The task » Once the line with "brown hair in the photo above." is found in the entries below, repeat it and each following line exactly, up to and including the line with "shirt in the photo above.". Add no other lines.

= Beginning of Section =

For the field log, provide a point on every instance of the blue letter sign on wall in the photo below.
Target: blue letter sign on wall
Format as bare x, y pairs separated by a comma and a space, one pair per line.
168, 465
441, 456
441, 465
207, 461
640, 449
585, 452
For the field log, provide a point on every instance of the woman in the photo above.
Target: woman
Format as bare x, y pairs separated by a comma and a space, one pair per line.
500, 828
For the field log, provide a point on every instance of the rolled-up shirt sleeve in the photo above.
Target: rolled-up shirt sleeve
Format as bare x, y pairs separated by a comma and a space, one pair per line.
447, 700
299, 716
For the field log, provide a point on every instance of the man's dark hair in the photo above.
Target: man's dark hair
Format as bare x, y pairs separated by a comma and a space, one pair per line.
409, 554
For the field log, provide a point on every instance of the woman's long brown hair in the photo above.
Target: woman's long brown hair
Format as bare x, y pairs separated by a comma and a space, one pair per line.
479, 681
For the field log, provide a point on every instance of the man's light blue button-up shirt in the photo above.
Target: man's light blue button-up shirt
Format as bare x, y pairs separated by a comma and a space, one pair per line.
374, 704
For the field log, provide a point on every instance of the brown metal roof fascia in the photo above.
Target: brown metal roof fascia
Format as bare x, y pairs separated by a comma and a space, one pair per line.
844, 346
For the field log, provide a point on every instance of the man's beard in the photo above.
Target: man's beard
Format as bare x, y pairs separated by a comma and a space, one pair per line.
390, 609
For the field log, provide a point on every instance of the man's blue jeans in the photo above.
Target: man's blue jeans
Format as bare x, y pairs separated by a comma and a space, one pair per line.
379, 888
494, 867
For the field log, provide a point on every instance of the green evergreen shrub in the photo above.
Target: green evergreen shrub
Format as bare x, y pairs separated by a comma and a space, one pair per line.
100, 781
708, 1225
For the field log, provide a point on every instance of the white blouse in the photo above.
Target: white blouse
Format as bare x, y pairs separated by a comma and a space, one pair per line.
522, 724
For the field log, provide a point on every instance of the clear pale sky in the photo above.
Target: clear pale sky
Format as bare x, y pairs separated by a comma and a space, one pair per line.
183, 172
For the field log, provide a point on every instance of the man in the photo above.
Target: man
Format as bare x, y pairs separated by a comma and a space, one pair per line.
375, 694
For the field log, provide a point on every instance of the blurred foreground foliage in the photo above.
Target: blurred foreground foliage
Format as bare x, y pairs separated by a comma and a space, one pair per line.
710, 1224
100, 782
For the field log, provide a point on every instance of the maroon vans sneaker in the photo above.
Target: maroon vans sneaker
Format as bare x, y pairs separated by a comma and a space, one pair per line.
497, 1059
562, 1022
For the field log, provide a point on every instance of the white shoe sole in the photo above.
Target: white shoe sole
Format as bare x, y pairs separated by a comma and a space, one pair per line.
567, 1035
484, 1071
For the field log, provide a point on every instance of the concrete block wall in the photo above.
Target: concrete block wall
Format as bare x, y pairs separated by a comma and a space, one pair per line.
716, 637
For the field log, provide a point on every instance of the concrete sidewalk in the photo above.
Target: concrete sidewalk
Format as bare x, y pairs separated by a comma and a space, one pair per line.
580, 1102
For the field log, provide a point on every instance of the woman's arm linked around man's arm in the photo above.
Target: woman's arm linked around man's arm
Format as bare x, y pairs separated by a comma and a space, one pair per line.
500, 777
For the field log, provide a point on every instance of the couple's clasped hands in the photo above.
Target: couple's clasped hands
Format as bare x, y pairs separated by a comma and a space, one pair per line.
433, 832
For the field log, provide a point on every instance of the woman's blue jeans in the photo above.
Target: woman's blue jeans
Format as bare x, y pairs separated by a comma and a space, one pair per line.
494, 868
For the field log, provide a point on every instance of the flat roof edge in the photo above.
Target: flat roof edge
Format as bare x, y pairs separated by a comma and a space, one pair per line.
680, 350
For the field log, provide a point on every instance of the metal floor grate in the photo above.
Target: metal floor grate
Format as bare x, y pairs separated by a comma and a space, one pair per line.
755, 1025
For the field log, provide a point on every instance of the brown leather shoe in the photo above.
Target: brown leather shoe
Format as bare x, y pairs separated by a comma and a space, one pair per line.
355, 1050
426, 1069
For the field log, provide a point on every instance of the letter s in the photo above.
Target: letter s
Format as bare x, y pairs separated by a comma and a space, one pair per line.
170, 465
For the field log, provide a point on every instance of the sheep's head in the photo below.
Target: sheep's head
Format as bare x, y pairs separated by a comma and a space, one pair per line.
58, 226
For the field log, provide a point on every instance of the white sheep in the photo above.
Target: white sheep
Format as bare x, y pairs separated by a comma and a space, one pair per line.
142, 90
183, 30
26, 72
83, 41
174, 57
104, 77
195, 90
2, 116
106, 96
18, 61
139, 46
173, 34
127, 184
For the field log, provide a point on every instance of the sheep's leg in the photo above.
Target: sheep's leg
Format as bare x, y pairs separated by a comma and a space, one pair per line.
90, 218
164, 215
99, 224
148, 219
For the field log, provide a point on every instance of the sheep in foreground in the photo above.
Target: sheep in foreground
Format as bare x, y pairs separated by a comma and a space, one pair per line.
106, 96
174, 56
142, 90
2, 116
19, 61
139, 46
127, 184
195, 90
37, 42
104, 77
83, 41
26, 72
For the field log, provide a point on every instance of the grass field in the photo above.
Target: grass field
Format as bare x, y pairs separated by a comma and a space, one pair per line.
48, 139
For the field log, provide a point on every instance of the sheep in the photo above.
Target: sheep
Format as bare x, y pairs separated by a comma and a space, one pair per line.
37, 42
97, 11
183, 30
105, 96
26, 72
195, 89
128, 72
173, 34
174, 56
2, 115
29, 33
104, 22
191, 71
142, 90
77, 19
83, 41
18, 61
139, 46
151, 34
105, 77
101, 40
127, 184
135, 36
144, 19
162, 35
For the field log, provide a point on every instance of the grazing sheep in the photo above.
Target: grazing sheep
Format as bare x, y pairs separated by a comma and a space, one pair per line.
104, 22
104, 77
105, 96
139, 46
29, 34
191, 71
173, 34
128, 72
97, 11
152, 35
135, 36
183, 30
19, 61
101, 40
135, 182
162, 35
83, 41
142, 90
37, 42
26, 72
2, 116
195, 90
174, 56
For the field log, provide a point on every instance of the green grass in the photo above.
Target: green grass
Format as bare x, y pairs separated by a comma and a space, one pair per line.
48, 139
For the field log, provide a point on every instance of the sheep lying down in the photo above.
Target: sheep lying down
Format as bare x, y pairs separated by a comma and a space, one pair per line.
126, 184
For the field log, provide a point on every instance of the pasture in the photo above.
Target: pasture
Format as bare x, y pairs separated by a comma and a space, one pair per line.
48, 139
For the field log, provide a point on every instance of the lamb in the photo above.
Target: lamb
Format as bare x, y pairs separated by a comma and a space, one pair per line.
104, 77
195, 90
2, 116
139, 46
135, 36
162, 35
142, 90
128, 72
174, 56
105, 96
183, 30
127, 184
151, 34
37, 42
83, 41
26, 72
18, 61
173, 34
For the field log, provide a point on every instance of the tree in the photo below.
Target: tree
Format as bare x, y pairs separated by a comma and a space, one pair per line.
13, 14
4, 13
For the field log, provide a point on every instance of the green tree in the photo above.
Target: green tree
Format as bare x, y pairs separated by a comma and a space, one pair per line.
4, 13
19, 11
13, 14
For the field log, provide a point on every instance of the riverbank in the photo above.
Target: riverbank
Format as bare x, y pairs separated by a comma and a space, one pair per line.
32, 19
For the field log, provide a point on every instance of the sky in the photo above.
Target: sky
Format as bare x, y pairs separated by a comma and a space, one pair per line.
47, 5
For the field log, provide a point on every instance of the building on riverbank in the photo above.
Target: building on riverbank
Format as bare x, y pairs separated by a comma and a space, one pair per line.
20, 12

= End of Section =

Exercise solution »
For the field log, provide a point on every instance of the woman's long brown hair in the photo above.
Target: woman's long brown hair
Format as bare x, y pairs separated by a comma and a space, one pair per line.
479, 681
For the field log, provide a point on every instance of the man's light blue button-up shirt in the photo above.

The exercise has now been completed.